--- SHORT TASK ---
Please output the rows word for word, from their very first line through the line that contains "M331 273L321 271L299", with both ends included. Leave the pictures out of your answer.

* Start *

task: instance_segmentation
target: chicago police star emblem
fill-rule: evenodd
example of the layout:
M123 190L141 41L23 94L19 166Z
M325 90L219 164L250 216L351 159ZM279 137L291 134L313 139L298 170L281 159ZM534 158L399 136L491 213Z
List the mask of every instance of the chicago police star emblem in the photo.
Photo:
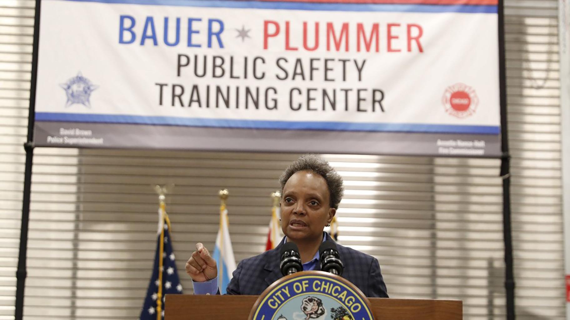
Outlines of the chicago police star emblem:
M66 95L67 95L67 101L66 102L66 107L78 104L84 105L87 108L91 108L91 105L89 100L91 96L91 93L99 87L98 85L93 84L89 79L82 76L80 72L75 77L70 78L66 83L59 85L66 91Z
M331 273L321 271L299 273L285 277L274 285L260 296L249 319L374 319L368 300L362 292L344 278Z

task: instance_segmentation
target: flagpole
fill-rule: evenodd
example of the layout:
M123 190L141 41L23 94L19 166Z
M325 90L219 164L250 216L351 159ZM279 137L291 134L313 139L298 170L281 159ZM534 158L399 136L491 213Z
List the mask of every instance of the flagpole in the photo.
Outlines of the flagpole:
M164 219L166 218L166 187L155 186L154 190L158 194L158 206L160 216L158 217L158 227L160 228L160 241L158 251L158 290L156 300L156 319L162 320L162 270L164 268L164 260L162 255L164 252Z
M271 249L275 249L277 247L277 230L274 229L275 227L274 221L277 223L277 206L279 205L279 201L281 200L281 192L279 190L274 192L271 192L271 198L273 198L273 208L271 210L271 228L270 228L270 232L271 233Z
M223 189L218 192L221 203L219 206L219 266L218 272L218 287L221 293L223 288L223 224L225 222L223 219L223 212L226 210L226 200L230 196L230 192L227 189ZM229 230L228 230L229 232Z

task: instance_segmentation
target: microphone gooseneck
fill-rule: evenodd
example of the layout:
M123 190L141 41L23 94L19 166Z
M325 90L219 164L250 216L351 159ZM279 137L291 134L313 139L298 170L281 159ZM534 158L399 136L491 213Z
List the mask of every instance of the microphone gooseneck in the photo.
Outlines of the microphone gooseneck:
M279 256L281 257L280 264L281 273L283 276L288 276L295 272L303 271L301 255L299 253L299 247L295 243L285 243L281 247Z
M320 256L321 270L329 272L333 274L341 276L344 266L340 261L340 255L336 249L336 244L332 240L327 240L319 247Z

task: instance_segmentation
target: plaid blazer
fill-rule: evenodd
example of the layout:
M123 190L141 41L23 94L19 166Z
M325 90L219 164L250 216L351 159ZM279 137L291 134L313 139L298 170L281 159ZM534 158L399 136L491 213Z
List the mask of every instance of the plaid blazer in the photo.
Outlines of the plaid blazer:
M327 240L332 240L328 233L325 234ZM227 294L261 294L270 285L283 277L279 268L279 250L283 243L282 241L275 249L242 260L227 285ZM353 249L336 245L344 265L342 277L358 287L367 297L388 298L378 260ZM317 264L315 270L320 270L320 267Z

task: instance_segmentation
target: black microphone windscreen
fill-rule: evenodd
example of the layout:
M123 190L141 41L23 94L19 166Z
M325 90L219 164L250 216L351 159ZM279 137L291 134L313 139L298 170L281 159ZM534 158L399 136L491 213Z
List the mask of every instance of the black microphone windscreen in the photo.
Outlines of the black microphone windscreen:
M297 247L297 245L294 242L289 241L285 243L284 244L281 246L281 249L279 251L279 256L282 257L283 253L291 250L295 252L299 252L299 247Z
M332 240L327 240L321 243L320 246L319 247L319 256L323 257L323 252L329 249L334 249L335 251L337 251L336 244L335 241Z

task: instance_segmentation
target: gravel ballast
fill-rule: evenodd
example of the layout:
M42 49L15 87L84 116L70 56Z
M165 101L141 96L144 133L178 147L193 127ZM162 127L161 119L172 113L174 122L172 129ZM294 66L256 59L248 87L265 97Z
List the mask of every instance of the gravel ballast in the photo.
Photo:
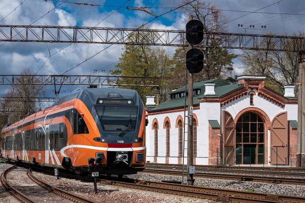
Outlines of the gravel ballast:
M99 202L205 203L211 201L207 199L120 187L100 183L98 183L99 193L95 194L93 183L65 178L56 180L54 176L34 172L33 173L37 178L51 185Z
M181 176L145 173L139 173L137 174L130 175L127 176L130 178L149 181L161 182L165 180L182 181ZM185 176L185 181L186 181L186 177ZM196 178L195 181L195 185L215 188L305 197L305 186L300 185L255 183L208 178Z
M0 175L5 170L12 166L8 163L0 163ZM15 203L19 202L8 192L6 192L3 185L0 182L0 203Z

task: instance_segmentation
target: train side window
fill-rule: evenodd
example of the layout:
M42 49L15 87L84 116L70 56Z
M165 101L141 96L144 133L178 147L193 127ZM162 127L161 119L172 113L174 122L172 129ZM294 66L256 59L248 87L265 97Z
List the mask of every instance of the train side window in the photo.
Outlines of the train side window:
M73 133L74 134L87 134L89 133L83 115L75 111L73 112Z
M57 149L58 147L58 131L59 129L59 125L56 124L54 125L54 149Z
M59 138L60 139L64 139L64 123L59 124Z

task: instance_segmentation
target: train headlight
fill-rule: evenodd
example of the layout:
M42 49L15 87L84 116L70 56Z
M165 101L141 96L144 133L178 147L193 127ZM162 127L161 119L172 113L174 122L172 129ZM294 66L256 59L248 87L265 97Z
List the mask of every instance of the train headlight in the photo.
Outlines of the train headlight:
M94 162L95 161L95 159L92 157L88 158L88 166L89 168L92 168L94 167L95 164Z

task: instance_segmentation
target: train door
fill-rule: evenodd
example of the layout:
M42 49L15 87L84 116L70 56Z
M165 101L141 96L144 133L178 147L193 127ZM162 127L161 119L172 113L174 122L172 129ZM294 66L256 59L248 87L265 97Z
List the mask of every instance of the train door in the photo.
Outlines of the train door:
M49 163L49 152L50 150L50 140L49 140L49 125L45 126L45 162Z
M22 131L22 132L21 133L21 139L22 139L22 160L25 160L25 149L24 149L24 131Z

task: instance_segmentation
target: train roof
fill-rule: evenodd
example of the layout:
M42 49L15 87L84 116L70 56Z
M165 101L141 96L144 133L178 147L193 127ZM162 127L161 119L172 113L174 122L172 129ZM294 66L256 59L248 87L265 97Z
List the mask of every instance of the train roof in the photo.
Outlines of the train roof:
M83 89L76 92L68 94L62 97L60 97L54 103L51 107L46 108L44 111L40 111L36 112L35 114L30 115L27 117L22 119L19 121L13 124L9 124L5 125L2 128L3 130L5 128L9 127L14 127L16 125L18 125L20 122L23 122L25 120L34 119L38 115L40 115L44 113L45 111L51 108L52 107L60 105L69 100L75 98L79 99L83 101L85 104L89 104L94 105L96 104L96 102L99 98L109 97L109 93L119 94L122 98L131 98L134 100L135 104L139 105L140 101L140 95L138 92L133 89L120 89L120 88L88 88Z
M58 99L52 106L59 105L66 101L75 98L83 100L89 96L95 104L99 98L109 97L110 94L115 93L121 98L133 98L137 103L137 97L139 96L138 92L133 89L120 88L88 88L81 89L77 92L64 96Z

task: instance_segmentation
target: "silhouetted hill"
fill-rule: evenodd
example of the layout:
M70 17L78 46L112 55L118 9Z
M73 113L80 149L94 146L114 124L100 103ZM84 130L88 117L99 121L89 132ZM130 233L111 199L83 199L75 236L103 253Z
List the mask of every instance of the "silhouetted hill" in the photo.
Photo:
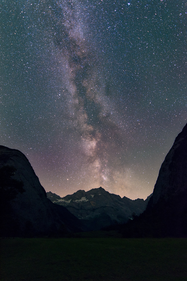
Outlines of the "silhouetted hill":
M86 192L78 190L62 198L50 192L47 196L53 203L65 206L90 230L126 223L133 214L139 215L145 210L150 197L145 200L121 198L101 187Z
M0 236L64 236L86 230L67 209L54 204L26 157L0 146Z
M126 237L187 237L187 124L162 164L145 211L122 231Z

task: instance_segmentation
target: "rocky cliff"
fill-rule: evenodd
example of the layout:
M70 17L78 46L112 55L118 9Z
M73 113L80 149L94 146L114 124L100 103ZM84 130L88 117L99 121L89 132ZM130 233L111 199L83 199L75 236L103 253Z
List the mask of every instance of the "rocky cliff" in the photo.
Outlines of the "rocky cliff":
M53 203L65 207L90 230L127 222L133 214L139 215L144 210L150 197L145 200L121 198L101 187L86 192L78 190L62 198L50 192L47 196Z
M32 237L80 231L79 220L47 198L28 160L0 146L0 236Z
M146 210L123 231L125 237L187 237L187 124L162 164Z

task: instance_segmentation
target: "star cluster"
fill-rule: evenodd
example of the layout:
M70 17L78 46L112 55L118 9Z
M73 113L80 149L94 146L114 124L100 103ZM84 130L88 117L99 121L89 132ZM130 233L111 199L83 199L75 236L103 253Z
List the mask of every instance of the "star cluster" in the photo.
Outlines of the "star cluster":
M3 0L2 145L46 191L153 191L186 123L184 1Z

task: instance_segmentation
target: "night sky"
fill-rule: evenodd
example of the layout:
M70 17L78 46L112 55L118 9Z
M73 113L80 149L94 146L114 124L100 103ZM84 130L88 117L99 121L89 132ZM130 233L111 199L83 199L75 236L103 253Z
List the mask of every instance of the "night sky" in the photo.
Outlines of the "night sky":
M0 0L0 144L46 191L153 192L186 123L181 0Z

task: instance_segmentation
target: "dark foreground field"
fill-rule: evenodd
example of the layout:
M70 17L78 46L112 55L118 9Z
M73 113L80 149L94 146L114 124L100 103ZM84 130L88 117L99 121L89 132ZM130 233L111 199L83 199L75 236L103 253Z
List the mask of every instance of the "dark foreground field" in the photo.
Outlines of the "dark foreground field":
M1 281L187 280L187 239L1 239Z

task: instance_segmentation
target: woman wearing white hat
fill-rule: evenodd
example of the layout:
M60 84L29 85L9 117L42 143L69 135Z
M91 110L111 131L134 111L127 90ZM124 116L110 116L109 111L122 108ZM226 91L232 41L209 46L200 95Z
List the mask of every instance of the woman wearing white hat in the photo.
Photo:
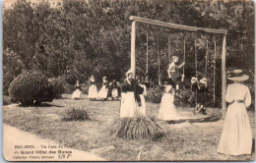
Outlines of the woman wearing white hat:
M225 100L227 107L224 130L218 152L229 155L251 154L252 133L246 108L251 104L249 88L240 82L249 79L241 70L227 72L227 79L233 81L227 86Z
M133 72L129 70L121 85L120 118L134 117L136 109L135 90L136 81L132 79Z
M96 100L97 98L97 89L96 86L96 80L95 80L94 76L91 76L90 83L91 83L91 86L89 87L88 97L91 100Z
M207 79L203 78L198 82L198 94L197 94L197 102L199 105L199 113L206 115L206 102L208 99L208 85Z

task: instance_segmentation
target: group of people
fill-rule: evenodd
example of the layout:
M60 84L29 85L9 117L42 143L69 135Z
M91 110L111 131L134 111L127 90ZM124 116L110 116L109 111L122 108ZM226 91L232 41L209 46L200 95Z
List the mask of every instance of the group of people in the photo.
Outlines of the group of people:
M96 85L96 80L94 76L91 76L90 78L90 87L88 90L88 97L91 100L106 100L110 94L112 100L119 99L119 92L118 92L118 84L115 80L113 80L110 83L108 83L108 81L106 80L106 77L102 78L102 86L97 91ZM79 83L79 81L77 81L75 84L75 91L72 94L72 99L79 99L82 94L82 88L81 84Z
M169 79L164 82L164 93L161 97L159 119L169 121L178 118L174 105L174 95L175 91L179 89L177 82L179 77L175 74L179 68L181 66L176 66L175 64L170 64L169 66ZM133 72L129 70L126 73L126 79L122 85L120 118L146 114L143 94L143 91L146 89L140 84L140 81L133 80L132 77ZM246 111L246 108L251 104L251 95L249 88L241 83L241 82L248 80L249 77L243 75L242 70L233 70L227 73L227 79L234 83L229 84L226 89L225 100L229 105L224 118L218 152L228 155L251 154L252 132ZM206 114L207 79L202 78L198 80L193 77L191 79L191 86L193 91L197 92L198 99L197 109L194 114Z
M174 105L175 94L179 90L179 82L184 80L184 75L179 76L179 69L184 66L182 63L177 66L178 57L172 57L172 63L167 69L168 79L164 81L163 95L159 111L159 119L164 121L177 120L178 115ZM142 78L136 76L133 78L133 72L129 70L126 79L121 84L121 105L120 118L145 116L147 95L147 84ZM227 72L227 79L234 83L227 86L225 100L229 103L224 118L223 134L218 147L218 152L229 155L251 154L252 133L246 108L251 104L251 95L249 88L242 84L249 79L243 75L242 70L233 70ZM208 81L206 78L198 80L196 77L191 79L191 89L194 91L197 100L194 114L206 114L206 102L208 96ZM118 97L117 82L113 81L108 84L106 78L102 78L102 87L97 92L94 76L91 77L91 86L89 88L89 97L91 99L106 98L109 85L111 85L112 97ZM74 97L81 94L79 82L76 84ZM72 95L73 98L73 95Z

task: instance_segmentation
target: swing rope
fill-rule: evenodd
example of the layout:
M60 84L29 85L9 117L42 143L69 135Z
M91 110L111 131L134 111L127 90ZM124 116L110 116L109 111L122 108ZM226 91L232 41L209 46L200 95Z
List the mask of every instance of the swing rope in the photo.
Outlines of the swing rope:
M147 52L146 52L146 58L147 58L147 61L146 61L146 74L149 73L149 34L147 33Z
M196 78L197 78L197 45L196 45L196 40L194 41L194 46L195 46L195 66L196 66ZM195 109L197 109L197 89L196 89L196 107ZM195 110L194 110L195 111Z
M158 34L158 63L159 63L159 85L160 85L160 36Z
M186 62L186 39L184 38L184 42L183 42L183 62ZM183 77L181 79L181 82L184 82L184 78L185 78L185 65L183 65Z

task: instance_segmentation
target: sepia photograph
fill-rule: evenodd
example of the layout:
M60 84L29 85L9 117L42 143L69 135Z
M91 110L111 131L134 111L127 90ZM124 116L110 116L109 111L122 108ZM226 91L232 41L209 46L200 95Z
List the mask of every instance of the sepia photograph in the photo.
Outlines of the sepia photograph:
M6 161L252 161L253 0L4 0Z

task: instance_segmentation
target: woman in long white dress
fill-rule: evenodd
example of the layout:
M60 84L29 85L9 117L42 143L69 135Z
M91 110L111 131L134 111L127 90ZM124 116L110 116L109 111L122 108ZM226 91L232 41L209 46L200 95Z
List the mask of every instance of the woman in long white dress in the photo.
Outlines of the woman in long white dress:
M88 97L91 100L95 100L95 99L97 98L97 89L96 89L96 80L95 80L94 76L91 76L90 83L91 83L91 86L89 87Z
M136 109L135 90L136 81L132 79L133 72L129 70L121 85L120 118L134 117Z
M72 93L71 98L79 99L81 94L82 94L81 85L79 84L79 81L77 81L77 83L75 84L75 91Z
M106 81L106 77L102 78L102 87L98 91L98 98L106 100L108 92L108 82Z
M170 84L165 84L164 87L164 93L160 101L159 119L164 121L177 120L177 113L174 105L173 87Z
M229 72L234 82L227 86L225 100L229 103L218 152L228 155L251 154L252 133L246 108L251 104L249 88L240 83L249 79L241 70Z

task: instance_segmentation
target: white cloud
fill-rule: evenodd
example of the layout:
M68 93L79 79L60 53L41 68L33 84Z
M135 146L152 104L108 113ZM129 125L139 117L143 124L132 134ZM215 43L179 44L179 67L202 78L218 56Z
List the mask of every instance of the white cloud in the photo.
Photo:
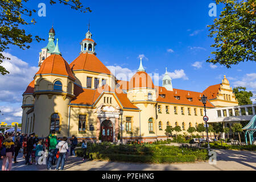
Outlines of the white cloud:
M247 73L243 77L234 82L234 86L246 87L247 90L256 91L256 73Z
M174 72L167 72L168 75L172 79L182 78L183 80L188 80L183 69L175 69ZM159 80L162 80L164 76L164 74L159 77Z
M189 34L189 36L195 36L199 34L200 32L203 31L204 30L196 30L194 31L192 34Z
M168 52L172 53L172 52L174 52L174 51L172 50L172 49L167 49L167 52Z
M218 66L217 66L216 65L213 64L212 64L212 63L210 63L210 68L215 69L215 68L216 68L217 67L218 67Z
M33 80L38 67L31 67L9 53L2 53L11 59L1 64L10 73L0 76L0 110L3 113L1 119L6 122L21 122L22 94Z
M138 56L138 59L140 59L140 58L142 58L142 59L146 59L147 61L148 61L148 59L144 55L139 55L139 56Z
M127 68L120 66L107 66L110 72L119 80L129 81L130 78L136 73L136 70L131 71Z
M196 61L194 63L192 64L191 65L197 69L199 69L202 68L203 62Z

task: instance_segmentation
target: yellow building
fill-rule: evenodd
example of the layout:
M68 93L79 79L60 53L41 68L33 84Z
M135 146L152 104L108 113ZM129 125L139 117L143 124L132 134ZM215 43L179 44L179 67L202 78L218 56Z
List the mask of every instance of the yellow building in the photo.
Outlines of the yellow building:
M167 71L163 86L155 86L141 59L130 80L118 80L96 56L91 37L88 30L79 55L69 64L57 39L51 55L40 57L39 70L23 94L22 133L45 137L55 129L59 136L87 140L98 140L101 133L102 140L117 142L122 128L125 142L152 141L165 139L168 125L180 126L183 134L203 123L200 99L205 92L210 97L212 86L204 93L172 88ZM217 97L207 102L207 108L237 104L229 86L224 77L220 90L213 89Z

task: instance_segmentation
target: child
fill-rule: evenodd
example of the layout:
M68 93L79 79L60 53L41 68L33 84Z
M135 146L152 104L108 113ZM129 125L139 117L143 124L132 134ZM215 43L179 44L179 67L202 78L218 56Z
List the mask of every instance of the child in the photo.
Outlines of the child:
M43 151L43 146L42 145L41 141L40 140L39 142L38 142L38 144L36 147L36 154L35 154L36 164L38 164L38 159L41 156L41 155L39 155L39 151Z
M34 164L35 163L35 152L36 152L36 144L34 144L33 145L34 148L32 150L32 152L31 152L31 164Z
M82 140L82 148L83 150L83 154L84 154L82 161L84 162L86 157L86 149L87 149L87 144L84 140Z

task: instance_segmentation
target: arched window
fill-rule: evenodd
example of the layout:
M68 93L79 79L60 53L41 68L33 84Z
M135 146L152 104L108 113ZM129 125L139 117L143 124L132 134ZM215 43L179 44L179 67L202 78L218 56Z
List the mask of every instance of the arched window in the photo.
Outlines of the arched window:
M182 129L183 130L185 130L185 123L184 123L184 122L182 123Z
M60 116L58 113L52 114L51 117L51 127L50 131L55 130L56 132L60 130Z
M54 82L53 90L62 90L62 84L60 81L56 81Z
M147 94L147 100L152 100L152 93L150 92L148 93Z
M88 50L90 51L92 51L92 46L91 44L89 44L88 45Z
M148 119L148 131L153 131L153 119L152 118Z
M159 121L159 130L162 130L162 122Z

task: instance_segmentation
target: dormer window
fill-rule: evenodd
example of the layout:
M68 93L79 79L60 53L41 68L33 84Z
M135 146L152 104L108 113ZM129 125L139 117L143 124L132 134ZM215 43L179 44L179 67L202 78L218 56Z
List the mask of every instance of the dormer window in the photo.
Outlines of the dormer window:
M192 98L188 98L188 100L191 102L193 101L193 99Z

* End *

--- THE ANSWER ---
task: instance_segmentation
target: chicago police star emblem
fill-rule: evenodd
example of the layout:
M123 190L141 41L23 94L19 166Z
M325 90L219 164L250 216L351 159ZM279 137L291 134L313 139L298 170L281 159ZM534 158L399 136L491 213Z
List the mask of every instance of the chicago police star emblem in the photo.
Photo:
Outlines of the chicago police star emblem:
M66 95L67 95L67 101L66 102L66 107L78 104L84 105L87 108L91 108L91 105L89 100L91 96L91 93L99 87L98 85L93 84L89 79L82 76L80 72L75 77L70 78L66 83L59 85L66 91Z
M331 273L321 271L299 273L285 277L274 285L260 296L249 319L374 319L368 300L362 292L344 278Z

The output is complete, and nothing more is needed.